• [WHAT YOU NEED TO DO]
1) Copy word for word the portion of the GitLab walkthrough between "Phase 2: Version" and "not already added)", inclusive.
2) Translate this sentence from the GitLab walkthrough into Spanish: "If any check fails, the script exits with a clear error message."

• [PROVIDED TEXT]
Phase-by-Phase Walkthrough

Phase 1: Pre-flight Checks

The script verifies:

  • Running as root
  • Backup volume is mounted and accessible
  • VERSION file exists and is readable
  • gitlab.rb and gitlab-secrets.json are present
  • Sufficient disk space on the root volume

If any check fails, the script exits with a clear error message.

Phase 2: Version Detection and GitLab Installation

The script reads the VERSION file to determine the exact GitLab version:

[INFO] Detected GitLab version from backup: 18.7.0-ee
[INFO] Edition: EE (Enterprise Edition)
[INFO] APT package version: gitlab-ee=18.7.0-ee.0

It then:

  1. Adds the GitLab apt repository (if not already added)
  2. Installs the exact version with GITLAB_SKIP_RECONFIGURE=1 to prevent auto-configuration before the data is in place
  3. If a different version of GitLab is already installed, it purges it first to prevent conflicts

Instead of copying the data (which would double your disk usage), the script creates symlinks from GitLab’s standard paths to the backup volume:

/var/opt/gitlab  →  /mnt/gitlab-data/gitlab
/etc/gitlab      →  /mnt/gitlab-data/etc-gitlab
/var/log/gitlab  →  /mnt/gitlab-data/var-log-gitlab

If the original directories exist, the script backs them up first (e.g., /var/opt/gitlab.bak.20260110).

• [ENTRIES SHOWN]
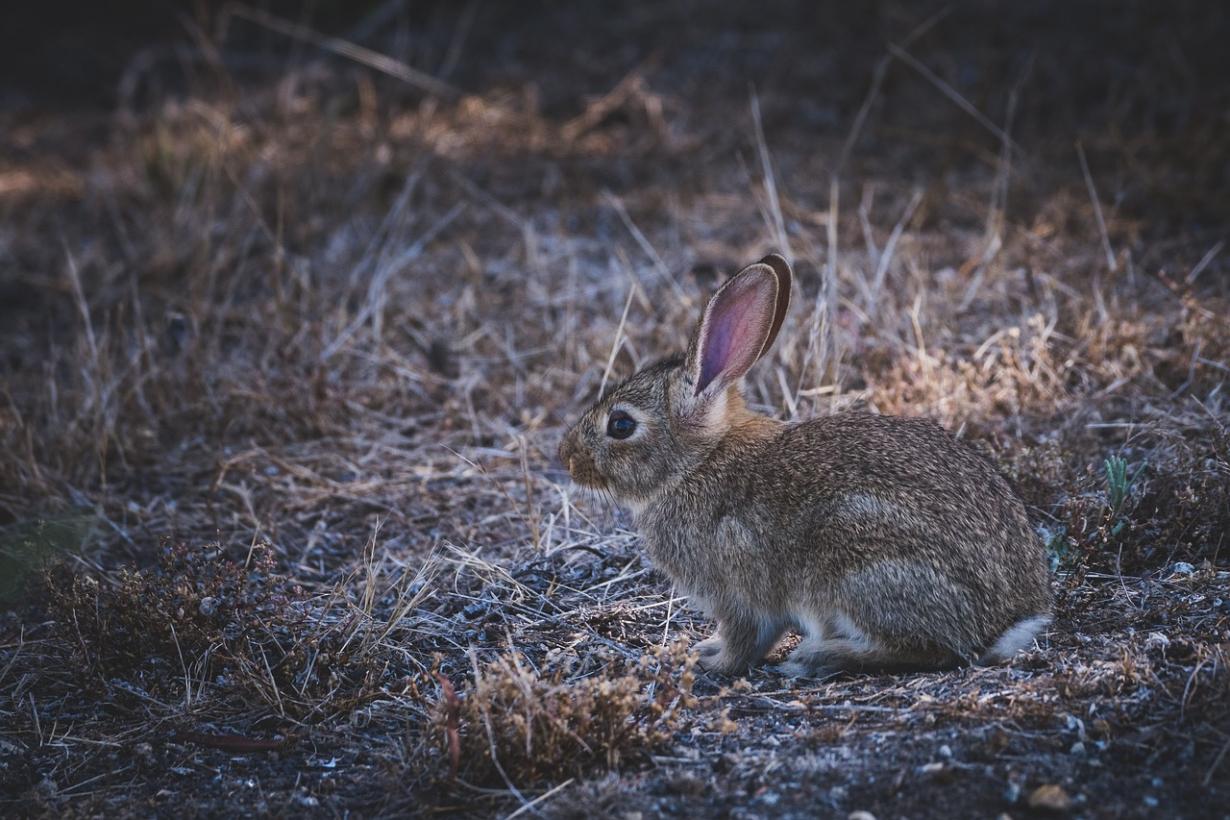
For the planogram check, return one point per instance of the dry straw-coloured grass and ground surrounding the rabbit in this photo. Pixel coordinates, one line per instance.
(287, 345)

* * *

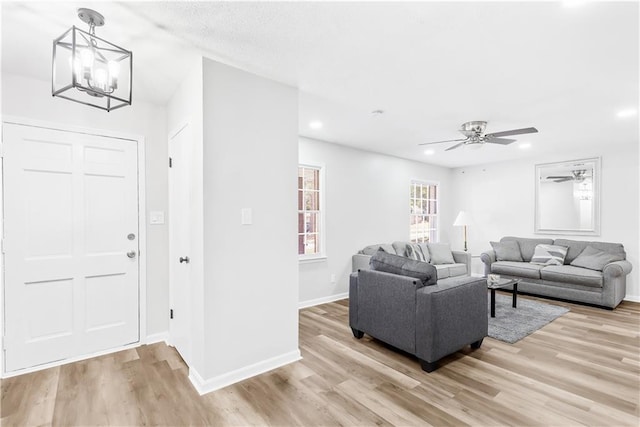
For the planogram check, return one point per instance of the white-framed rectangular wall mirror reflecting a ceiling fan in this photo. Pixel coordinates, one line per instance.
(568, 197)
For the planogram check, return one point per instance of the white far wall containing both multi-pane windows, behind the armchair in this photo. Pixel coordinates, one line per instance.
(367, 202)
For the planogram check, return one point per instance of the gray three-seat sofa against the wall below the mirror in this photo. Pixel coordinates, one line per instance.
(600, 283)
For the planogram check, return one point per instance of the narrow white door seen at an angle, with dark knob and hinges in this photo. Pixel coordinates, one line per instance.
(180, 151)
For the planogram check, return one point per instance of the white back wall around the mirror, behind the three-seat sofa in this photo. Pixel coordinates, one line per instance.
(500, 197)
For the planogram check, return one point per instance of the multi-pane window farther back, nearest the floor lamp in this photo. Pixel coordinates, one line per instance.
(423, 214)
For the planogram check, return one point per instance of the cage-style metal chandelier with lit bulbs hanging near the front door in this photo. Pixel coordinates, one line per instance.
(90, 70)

...

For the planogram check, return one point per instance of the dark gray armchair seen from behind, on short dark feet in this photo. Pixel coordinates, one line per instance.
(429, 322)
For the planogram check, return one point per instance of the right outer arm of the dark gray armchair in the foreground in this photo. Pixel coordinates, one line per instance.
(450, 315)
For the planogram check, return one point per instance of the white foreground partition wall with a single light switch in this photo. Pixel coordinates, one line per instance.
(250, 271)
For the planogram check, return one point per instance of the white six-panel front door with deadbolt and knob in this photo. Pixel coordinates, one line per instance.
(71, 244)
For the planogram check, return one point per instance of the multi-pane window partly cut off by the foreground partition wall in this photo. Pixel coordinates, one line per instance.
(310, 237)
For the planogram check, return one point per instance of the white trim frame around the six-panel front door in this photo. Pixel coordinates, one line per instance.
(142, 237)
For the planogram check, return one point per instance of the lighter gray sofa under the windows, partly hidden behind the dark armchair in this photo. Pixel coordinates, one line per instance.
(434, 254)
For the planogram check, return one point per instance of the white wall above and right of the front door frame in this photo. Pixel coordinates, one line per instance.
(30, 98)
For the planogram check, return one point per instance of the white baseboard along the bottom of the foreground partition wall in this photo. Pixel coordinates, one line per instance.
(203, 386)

• [EXERCISE SOLUTIONS]
1)
Phase 2: Version Detection and GitLab Installation

The script reads the VERSION file to determine the exact GitLab version:

[INFO] Detected GitLab version from backup: 18.7.0-ee
[INFO] Edition: EE (Enterprise Edition)
[INFO] APT package version: gitlab-ee=18.7.0-ee.0

It then:

  1. Adds the GitLab apt repository (if not already added)

2) Si alguna comprobación falla, el script termina con un mensaje de error claro.